Can you copy out word for word everything in the material below from the line containing "the bus rear" down to the line containing "320, 111, 375, 142", with both of those lines included?

Dataset records:
**********
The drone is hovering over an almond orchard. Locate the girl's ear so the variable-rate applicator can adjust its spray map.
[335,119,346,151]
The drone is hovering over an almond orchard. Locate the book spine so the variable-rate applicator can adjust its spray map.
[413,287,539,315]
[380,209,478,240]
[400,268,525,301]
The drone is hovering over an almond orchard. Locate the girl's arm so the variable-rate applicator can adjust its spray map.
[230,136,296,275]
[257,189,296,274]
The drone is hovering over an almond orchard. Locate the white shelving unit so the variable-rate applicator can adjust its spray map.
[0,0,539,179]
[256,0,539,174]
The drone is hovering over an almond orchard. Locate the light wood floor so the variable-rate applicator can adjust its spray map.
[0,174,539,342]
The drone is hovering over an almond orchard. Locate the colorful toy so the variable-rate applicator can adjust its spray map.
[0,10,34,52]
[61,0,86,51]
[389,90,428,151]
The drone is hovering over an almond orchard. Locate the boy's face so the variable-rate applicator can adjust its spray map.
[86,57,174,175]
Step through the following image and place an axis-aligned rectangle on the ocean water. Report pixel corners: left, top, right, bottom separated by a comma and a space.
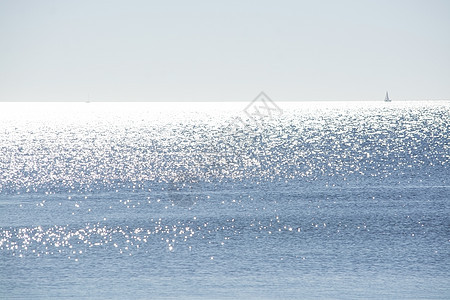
0, 102, 450, 299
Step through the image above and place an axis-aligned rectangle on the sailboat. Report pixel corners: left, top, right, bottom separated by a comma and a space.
384, 92, 392, 102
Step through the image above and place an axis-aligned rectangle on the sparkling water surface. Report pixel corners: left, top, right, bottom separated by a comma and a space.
0, 102, 450, 299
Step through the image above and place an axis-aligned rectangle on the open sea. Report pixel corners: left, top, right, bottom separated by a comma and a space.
0, 101, 450, 299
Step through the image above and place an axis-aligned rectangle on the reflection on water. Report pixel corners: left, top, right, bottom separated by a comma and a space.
0, 102, 450, 298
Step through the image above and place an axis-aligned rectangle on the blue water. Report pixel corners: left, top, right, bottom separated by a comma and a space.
0, 102, 450, 299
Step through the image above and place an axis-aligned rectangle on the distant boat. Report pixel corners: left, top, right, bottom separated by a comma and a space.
384, 92, 392, 102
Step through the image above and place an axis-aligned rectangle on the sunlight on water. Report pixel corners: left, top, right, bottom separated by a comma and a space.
0, 102, 450, 298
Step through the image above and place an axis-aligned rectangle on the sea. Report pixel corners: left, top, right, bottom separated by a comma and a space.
0, 101, 450, 299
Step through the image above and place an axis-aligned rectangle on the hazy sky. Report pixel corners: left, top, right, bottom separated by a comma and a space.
0, 0, 450, 101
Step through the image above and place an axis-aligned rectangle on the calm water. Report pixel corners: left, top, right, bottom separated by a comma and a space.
0, 102, 450, 299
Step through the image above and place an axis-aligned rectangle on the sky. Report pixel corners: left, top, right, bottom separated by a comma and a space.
0, 0, 450, 101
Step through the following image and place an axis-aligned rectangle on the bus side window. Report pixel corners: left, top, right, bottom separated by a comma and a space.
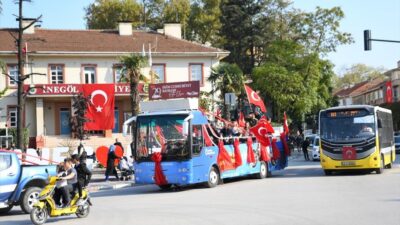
192, 125, 203, 155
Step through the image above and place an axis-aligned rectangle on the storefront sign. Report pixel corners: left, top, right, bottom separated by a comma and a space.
24, 83, 146, 96
149, 81, 200, 100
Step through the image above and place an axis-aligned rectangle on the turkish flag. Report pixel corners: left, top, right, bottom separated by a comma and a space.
342, 146, 357, 160
283, 112, 289, 134
385, 81, 393, 103
250, 120, 274, 146
217, 140, 235, 172
233, 138, 243, 168
238, 112, 246, 127
271, 138, 281, 160
202, 125, 214, 147
82, 84, 115, 130
244, 85, 267, 112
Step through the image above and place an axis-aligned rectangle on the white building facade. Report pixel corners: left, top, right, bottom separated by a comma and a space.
0, 23, 229, 149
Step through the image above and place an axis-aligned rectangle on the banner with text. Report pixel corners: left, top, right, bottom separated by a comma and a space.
149, 81, 200, 100
24, 83, 147, 96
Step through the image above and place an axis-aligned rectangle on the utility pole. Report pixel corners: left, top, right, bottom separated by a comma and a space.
16, 0, 25, 151
13, 0, 42, 151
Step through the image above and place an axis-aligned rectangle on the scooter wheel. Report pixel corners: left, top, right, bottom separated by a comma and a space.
76, 201, 90, 218
31, 207, 49, 225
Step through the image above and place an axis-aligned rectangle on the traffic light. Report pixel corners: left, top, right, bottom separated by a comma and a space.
364, 30, 371, 51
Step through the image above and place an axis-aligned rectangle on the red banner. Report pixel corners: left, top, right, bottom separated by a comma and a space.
24, 83, 146, 96
83, 84, 115, 130
385, 81, 393, 103
149, 81, 200, 100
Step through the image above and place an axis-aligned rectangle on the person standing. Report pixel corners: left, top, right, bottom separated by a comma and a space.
105, 145, 119, 181
114, 138, 124, 153
302, 138, 310, 161
60, 158, 78, 207
73, 156, 92, 198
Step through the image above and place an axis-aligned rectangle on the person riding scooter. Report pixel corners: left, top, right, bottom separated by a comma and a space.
60, 159, 78, 207
72, 155, 92, 198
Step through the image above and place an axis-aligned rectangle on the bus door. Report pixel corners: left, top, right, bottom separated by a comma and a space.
191, 125, 209, 183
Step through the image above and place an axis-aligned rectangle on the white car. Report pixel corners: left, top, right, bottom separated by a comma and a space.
311, 136, 320, 161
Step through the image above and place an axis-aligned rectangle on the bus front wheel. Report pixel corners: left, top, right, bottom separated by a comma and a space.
206, 167, 219, 188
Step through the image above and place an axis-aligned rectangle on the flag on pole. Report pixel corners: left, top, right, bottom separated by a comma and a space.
82, 84, 115, 130
149, 43, 153, 67
283, 112, 289, 134
244, 85, 267, 113
142, 44, 146, 57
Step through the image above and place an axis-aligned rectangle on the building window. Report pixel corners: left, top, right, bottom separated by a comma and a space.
151, 64, 166, 83
8, 107, 17, 127
83, 66, 96, 84
50, 65, 64, 84
189, 64, 203, 85
7, 65, 18, 86
114, 65, 125, 83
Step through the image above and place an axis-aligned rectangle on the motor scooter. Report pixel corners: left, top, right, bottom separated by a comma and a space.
30, 171, 92, 225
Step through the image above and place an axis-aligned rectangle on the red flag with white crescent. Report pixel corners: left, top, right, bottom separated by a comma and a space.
238, 112, 246, 127
217, 140, 235, 172
82, 84, 115, 130
250, 120, 274, 146
283, 112, 289, 134
271, 138, 281, 160
233, 138, 243, 168
247, 137, 256, 163
244, 85, 267, 113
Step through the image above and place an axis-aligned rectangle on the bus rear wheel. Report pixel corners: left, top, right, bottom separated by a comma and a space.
206, 167, 219, 188
256, 162, 268, 179
375, 155, 385, 174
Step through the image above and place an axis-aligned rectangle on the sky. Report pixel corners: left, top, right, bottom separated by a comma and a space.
0, 0, 400, 74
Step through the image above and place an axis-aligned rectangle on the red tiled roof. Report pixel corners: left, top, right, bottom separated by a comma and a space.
0, 28, 229, 54
351, 78, 385, 96
335, 81, 368, 97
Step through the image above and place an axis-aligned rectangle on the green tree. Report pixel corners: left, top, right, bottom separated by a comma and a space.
120, 54, 147, 116
208, 63, 245, 119
85, 0, 142, 29
220, 0, 266, 74
186, 0, 221, 46
335, 63, 385, 88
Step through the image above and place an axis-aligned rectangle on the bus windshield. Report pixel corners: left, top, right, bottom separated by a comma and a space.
136, 115, 190, 161
320, 111, 375, 142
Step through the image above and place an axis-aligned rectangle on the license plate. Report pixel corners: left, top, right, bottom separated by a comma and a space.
342, 161, 356, 166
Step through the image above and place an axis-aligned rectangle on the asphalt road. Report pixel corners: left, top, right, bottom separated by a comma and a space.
0, 155, 400, 225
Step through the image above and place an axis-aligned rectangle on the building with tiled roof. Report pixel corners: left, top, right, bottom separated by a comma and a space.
0, 21, 229, 149
334, 81, 368, 106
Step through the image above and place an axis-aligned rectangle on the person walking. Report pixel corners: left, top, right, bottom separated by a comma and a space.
105, 145, 119, 181
114, 138, 124, 152
302, 138, 310, 161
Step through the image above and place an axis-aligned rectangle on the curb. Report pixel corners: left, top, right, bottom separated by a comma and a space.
88, 183, 135, 192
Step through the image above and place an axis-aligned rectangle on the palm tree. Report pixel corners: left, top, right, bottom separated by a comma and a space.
120, 53, 147, 116
208, 63, 245, 119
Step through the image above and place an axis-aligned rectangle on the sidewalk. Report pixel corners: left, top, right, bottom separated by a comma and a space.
88, 168, 135, 192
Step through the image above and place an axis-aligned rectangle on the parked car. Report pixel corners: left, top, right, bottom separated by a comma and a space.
0, 152, 57, 214
394, 135, 400, 154
311, 136, 320, 161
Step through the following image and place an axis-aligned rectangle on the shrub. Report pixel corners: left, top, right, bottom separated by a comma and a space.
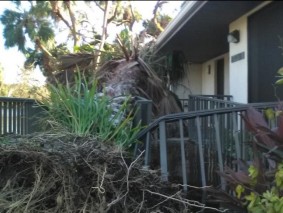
40, 72, 141, 146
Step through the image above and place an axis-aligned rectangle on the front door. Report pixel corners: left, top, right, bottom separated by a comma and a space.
216, 58, 224, 95
250, 1, 283, 103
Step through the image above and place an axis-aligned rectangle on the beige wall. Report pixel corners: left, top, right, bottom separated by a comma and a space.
202, 53, 230, 95
229, 1, 271, 103
173, 64, 202, 99
172, 53, 230, 99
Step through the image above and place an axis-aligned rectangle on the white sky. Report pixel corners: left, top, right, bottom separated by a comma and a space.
0, 1, 183, 84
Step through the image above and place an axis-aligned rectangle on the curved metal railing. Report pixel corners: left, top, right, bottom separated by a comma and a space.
138, 100, 279, 190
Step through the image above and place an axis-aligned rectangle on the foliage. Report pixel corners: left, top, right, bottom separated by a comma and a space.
40, 70, 140, 147
0, 135, 193, 213
217, 107, 283, 213
0, 1, 179, 85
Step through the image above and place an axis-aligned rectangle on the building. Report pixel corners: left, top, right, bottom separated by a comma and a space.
156, 1, 283, 103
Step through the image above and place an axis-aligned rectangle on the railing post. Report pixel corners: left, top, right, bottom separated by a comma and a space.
179, 119, 188, 192
159, 121, 168, 181
133, 99, 152, 161
196, 117, 206, 186
214, 114, 226, 190
232, 112, 241, 170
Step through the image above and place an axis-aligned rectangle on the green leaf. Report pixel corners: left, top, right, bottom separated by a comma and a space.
235, 184, 245, 199
275, 78, 283, 85
264, 108, 275, 120
277, 67, 283, 76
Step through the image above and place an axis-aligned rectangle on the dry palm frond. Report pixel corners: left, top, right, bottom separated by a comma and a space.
95, 55, 181, 117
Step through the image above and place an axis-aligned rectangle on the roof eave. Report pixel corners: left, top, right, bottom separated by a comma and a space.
155, 1, 207, 52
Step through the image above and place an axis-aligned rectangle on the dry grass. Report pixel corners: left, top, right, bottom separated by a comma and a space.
0, 134, 195, 213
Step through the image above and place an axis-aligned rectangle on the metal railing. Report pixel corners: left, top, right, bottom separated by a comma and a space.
138, 103, 278, 191
0, 97, 42, 135
188, 95, 241, 111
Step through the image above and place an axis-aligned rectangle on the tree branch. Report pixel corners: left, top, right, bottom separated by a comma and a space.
117, 34, 130, 61
64, 1, 78, 47
107, 1, 120, 24
94, 1, 111, 70
152, 0, 167, 32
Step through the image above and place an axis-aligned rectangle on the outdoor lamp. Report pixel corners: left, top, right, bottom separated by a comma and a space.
227, 30, 240, 43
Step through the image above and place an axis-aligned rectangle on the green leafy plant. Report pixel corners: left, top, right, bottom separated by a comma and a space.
215, 108, 283, 213
40, 72, 141, 147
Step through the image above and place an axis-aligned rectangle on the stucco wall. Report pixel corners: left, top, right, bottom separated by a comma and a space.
229, 16, 248, 103
202, 53, 229, 95
173, 64, 202, 99
229, 1, 271, 103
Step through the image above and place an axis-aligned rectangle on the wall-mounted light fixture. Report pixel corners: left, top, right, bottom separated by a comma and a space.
227, 30, 240, 43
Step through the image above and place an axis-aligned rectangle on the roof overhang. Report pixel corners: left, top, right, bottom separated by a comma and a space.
156, 1, 263, 63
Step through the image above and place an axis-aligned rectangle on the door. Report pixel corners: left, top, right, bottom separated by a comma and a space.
248, 1, 283, 103
216, 58, 224, 95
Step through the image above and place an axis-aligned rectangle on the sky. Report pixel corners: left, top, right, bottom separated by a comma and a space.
0, 1, 183, 85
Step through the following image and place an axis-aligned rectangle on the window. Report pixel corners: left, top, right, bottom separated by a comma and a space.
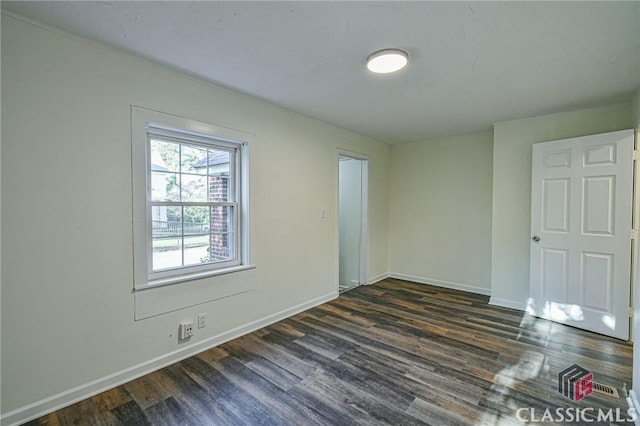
132, 108, 247, 289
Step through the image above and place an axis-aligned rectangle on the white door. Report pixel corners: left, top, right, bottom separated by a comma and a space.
528, 130, 633, 340
338, 157, 362, 290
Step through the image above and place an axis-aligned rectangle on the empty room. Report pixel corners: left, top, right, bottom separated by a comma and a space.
0, 1, 640, 426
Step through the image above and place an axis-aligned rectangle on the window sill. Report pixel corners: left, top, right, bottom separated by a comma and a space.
133, 264, 256, 321
133, 265, 256, 292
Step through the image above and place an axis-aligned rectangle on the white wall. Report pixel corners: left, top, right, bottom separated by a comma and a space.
2, 16, 389, 420
630, 91, 640, 424
389, 132, 493, 294
491, 103, 632, 309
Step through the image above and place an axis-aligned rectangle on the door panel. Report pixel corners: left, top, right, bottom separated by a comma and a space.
529, 130, 633, 339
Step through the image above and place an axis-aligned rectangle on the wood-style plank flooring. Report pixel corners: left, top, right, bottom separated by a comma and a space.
23, 279, 632, 425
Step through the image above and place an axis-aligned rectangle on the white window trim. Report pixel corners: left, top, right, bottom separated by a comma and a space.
131, 106, 255, 310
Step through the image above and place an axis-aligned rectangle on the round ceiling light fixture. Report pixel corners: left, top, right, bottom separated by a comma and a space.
367, 49, 409, 74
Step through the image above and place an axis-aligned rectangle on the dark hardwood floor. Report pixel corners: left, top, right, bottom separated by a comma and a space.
23, 279, 632, 425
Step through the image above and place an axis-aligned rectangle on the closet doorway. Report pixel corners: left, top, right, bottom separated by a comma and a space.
338, 153, 369, 292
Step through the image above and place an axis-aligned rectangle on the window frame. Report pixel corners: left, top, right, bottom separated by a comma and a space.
131, 106, 253, 291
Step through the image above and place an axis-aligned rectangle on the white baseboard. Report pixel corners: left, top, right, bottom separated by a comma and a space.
368, 272, 389, 285
489, 297, 525, 311
0, 291, 338, 426
627, 389, 640, 426
389, 272, 491, 296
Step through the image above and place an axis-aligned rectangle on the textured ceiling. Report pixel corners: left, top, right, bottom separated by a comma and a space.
2, 1, 640, 143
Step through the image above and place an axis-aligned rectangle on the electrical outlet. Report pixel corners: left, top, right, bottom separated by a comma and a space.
178, 321, 193, 340
198, 313, 207, 328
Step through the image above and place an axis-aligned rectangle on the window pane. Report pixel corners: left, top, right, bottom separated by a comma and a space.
151, 206, 183, 271
182, 174, 207, 201
209, 175, 233, 202
181, 144, 208, 175
184, 206, 211, 266
150, 139, 180, 172
152, 237, 182, 271
209, 206, 235, 263
151, 172, 180, 201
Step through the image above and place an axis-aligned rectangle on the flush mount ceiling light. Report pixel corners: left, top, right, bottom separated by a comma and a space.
367, 49, 409, 74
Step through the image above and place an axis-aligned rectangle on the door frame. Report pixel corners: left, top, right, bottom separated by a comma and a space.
335, 148, 369, 292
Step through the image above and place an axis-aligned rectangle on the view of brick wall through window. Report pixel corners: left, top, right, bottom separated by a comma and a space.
209, 175, 229, 261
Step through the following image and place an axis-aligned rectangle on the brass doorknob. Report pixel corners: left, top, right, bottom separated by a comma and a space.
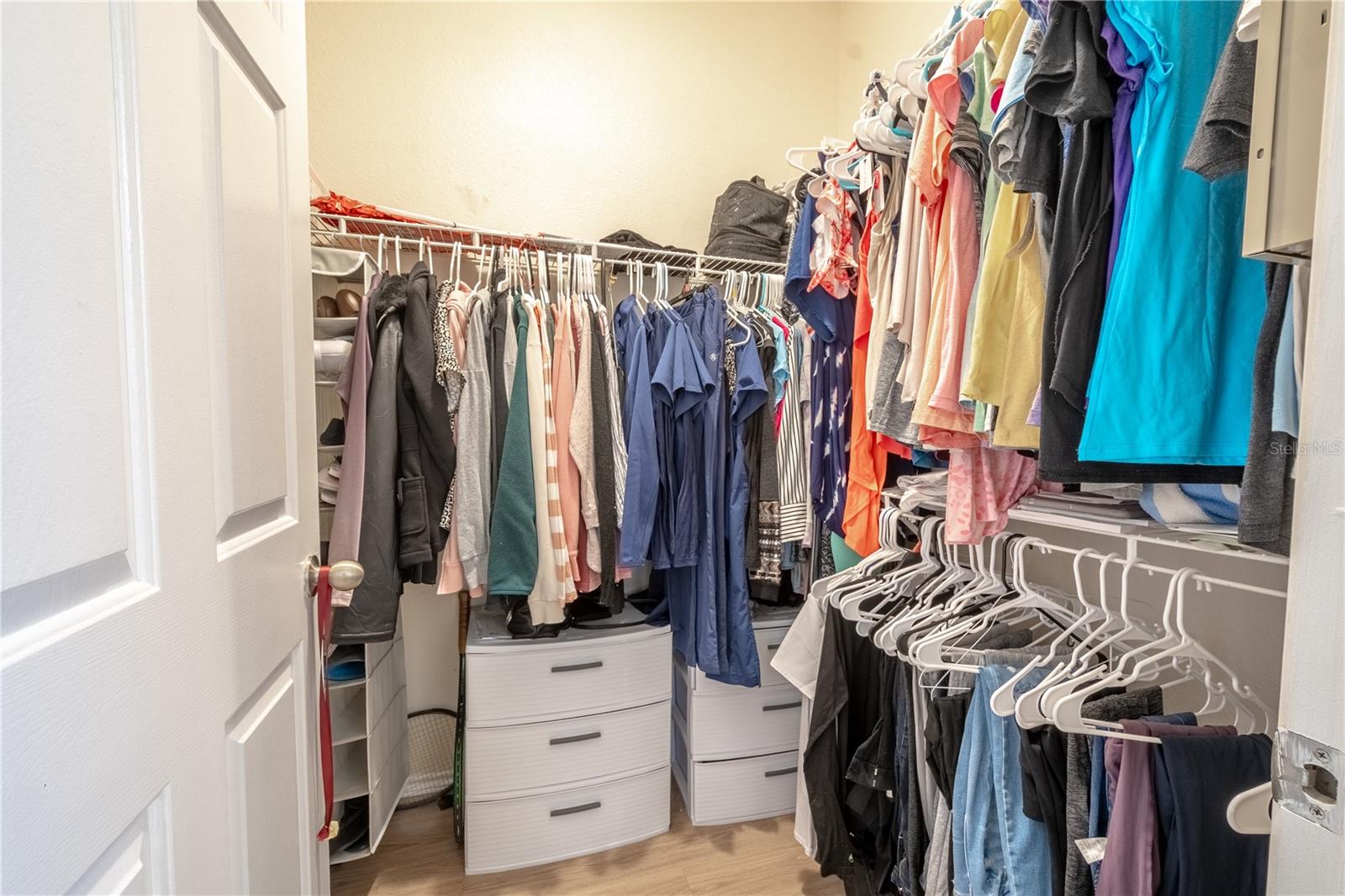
327, 560, 365, 591
304, 554, 365, 596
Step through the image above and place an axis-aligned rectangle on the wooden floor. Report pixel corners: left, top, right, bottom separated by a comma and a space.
332, 784, 845, 896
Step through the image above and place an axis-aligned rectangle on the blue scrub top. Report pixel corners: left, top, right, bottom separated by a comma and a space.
706, 327, 771, 688
1079, 0, 1266, 466
612, 296, 659, 567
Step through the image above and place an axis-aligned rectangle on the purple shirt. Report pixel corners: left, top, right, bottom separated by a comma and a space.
327, 275, 382, 576
1101, 18, 1145, 282
1094, 719, 1237, 896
**********
OUTPUT FOR THIS TASK:
Step through the image above and place an axis-aligned rectangle on the bus rear wheel. Report pixel corners: left, top, right, bottom separated by a comma and a space.
206, 167, 219, 188
256, 162, 268, 179
375, 155, 385, 174
Step through the image above and place an axis-aligned rectangle on the sky. Report pixel corners: left, top, right, bottom separated by a comma and a space.
0, 0, 400, 74
Step through the image above and place an axis-aligned rectangle on the red tiled roof. Report pixel corners: left, top, right, bottom separated by a comma and a space.
0, 28, 229, 54
351, 78, 385, 96
335, 81, 368, 97
Step through the image above and place an axis-aligned rectangle on the green tree. Report pixel corners: left, top, right, bottom separated by a comma and a space.
120, 54, 147, 116
208, 63, 245, 119
85, 0, 142, 29
220, 0, 266, 74
186, 0, 221, 46
335, 63, 385, 88
Step through the image above and place an axis-aligned rectangle on the bus windshield. Report pixel corners: left, top, right, bottom separated by a comma and a space.
136, 115, 190, 161
320, 111, 375, 142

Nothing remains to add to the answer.